What the task requires
The answer must be every line of the records below that holds the word "wearing".

*** Opening of Material provided ***

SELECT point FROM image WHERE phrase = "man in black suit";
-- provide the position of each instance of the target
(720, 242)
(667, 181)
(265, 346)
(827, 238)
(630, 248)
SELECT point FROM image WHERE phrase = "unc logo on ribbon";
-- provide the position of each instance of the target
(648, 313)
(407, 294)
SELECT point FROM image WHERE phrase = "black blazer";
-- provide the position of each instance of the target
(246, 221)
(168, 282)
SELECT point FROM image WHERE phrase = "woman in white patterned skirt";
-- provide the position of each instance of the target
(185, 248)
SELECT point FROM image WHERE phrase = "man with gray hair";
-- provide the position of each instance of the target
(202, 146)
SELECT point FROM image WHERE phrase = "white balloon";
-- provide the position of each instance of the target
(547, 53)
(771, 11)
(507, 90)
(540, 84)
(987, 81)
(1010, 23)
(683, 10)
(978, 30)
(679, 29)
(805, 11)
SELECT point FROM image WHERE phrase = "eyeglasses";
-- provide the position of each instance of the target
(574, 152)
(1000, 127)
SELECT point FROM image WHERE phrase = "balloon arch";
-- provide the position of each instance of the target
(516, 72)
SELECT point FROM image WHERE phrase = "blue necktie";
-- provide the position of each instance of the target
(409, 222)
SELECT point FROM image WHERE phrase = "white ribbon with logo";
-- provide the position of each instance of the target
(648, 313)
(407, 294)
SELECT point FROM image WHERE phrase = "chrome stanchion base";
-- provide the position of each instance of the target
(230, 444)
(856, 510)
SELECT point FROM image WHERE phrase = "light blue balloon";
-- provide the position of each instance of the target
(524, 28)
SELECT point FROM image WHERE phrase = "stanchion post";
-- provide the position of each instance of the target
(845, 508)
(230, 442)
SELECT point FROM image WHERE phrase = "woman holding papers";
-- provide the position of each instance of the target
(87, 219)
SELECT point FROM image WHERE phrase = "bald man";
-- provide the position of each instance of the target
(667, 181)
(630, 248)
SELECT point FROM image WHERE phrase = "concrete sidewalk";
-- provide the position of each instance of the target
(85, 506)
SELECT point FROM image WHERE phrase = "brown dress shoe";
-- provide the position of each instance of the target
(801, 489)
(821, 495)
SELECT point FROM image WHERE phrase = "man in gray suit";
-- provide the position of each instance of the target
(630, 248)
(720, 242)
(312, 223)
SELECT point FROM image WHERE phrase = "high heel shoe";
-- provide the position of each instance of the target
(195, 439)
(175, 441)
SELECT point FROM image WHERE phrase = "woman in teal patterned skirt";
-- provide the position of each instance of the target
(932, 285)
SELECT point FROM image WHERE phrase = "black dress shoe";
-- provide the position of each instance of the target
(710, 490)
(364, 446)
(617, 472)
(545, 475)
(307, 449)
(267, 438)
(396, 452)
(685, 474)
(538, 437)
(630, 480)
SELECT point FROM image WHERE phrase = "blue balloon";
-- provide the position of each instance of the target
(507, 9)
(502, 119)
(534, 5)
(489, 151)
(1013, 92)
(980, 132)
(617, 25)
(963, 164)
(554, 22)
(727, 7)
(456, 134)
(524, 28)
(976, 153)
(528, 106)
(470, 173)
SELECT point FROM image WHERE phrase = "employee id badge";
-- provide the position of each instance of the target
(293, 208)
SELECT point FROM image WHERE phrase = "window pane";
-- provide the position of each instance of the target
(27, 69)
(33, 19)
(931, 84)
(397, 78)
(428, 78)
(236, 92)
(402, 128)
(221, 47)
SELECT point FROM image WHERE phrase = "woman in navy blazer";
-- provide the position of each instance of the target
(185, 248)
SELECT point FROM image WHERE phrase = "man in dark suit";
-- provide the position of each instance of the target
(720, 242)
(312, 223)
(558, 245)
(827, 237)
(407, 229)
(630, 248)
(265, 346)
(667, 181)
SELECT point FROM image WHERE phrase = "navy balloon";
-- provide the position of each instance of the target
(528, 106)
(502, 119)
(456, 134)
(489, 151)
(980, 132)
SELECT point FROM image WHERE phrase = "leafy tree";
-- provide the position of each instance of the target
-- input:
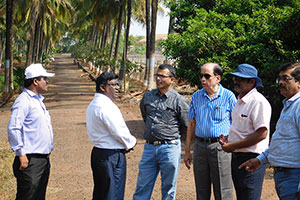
(262, 33)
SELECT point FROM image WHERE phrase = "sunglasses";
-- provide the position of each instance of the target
(206, 76)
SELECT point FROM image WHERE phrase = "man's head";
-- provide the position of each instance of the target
(107, 83)
(36, 78)
(289, 79)
(165, 76)
(210, 76)
(245, 79)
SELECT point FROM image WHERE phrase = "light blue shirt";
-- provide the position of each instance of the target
(212, 115)
(29, 127)
(284, 150)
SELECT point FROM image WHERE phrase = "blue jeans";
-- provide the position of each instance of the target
(109, 174)
(247, 185)
(164, 158)
(286, 184)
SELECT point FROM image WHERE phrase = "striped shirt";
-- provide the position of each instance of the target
(212, 115)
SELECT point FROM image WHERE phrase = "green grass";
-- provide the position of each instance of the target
(7, 179)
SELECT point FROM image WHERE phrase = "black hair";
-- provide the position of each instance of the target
(169, 67)
(28, 82)
(218, 70)
(292, 65)
(104, 78)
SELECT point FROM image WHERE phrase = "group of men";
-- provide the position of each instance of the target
(230, 136)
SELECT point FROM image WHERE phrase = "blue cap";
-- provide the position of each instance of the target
(247, 71)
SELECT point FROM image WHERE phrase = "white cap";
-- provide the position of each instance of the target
(36, 70)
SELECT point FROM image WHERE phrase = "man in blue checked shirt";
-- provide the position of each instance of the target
(283, 153)
(165, 115)
(30, 135)
(209, 115)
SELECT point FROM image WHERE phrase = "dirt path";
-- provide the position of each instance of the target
(70, 92)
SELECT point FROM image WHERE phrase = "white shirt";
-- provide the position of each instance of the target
(106, 126)
(29, 127)
(250, 113)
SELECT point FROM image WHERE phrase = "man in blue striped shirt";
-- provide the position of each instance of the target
(283, 153)
(209, 115)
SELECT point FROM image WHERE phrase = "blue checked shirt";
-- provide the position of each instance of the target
(285, 143)
(212, 116)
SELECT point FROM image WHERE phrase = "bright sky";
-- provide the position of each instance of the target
(162, 25)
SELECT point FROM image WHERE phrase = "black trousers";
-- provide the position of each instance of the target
(32, 181)
(109, 174)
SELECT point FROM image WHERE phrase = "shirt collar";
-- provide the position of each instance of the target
(288, 102)
(32, 94)
(167, 94)
(217, 94)
(247, 97)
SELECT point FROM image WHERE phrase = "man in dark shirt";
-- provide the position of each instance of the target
(165, 114)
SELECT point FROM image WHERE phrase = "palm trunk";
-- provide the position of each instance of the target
(120, 20)
(8, 82)
(112, 42)
(146, 76)
(34, 16)
(122, 74)
(152, 45)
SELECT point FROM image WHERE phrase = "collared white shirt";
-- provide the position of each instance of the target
(251, 112)
(106, 126)
(29, 127)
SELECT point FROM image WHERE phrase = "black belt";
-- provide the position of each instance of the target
(37, 155)
(116, 150)
(281, 169)
(159, 142)
(208, 140)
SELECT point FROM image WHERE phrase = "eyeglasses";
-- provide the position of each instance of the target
(161, 76)
(113, 84)
(206, 76)
(237, 78)
(284, 78)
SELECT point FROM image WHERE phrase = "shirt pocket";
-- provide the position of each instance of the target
(168, 114)
(242, 124)
(219, 113)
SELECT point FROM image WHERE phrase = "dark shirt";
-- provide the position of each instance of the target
(165, 115)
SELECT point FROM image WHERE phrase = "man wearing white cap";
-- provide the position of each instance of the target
(30, 135)
(249, 132)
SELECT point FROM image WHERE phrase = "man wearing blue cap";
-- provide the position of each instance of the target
(249, 132)
(283, 153)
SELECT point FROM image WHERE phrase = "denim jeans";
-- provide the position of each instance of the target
(164, 158)
(286, 184)
(248, 186)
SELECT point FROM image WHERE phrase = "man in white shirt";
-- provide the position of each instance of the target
(249, 132)
(30, 135)
(111, 138)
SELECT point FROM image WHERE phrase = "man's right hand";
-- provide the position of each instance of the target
(23, 162)
(188, 159)
(251, 165)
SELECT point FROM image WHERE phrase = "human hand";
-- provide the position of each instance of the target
(23, 162)
(188, 159)
(251, 165)
(223, 140)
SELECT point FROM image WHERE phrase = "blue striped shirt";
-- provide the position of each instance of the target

*** Close of Material provided ***

Your solution
SELECT point FROM image WHERE phrase = "man wearing white cap";
SELECT point FROM image WHERE phrase = "man wearing blue cap";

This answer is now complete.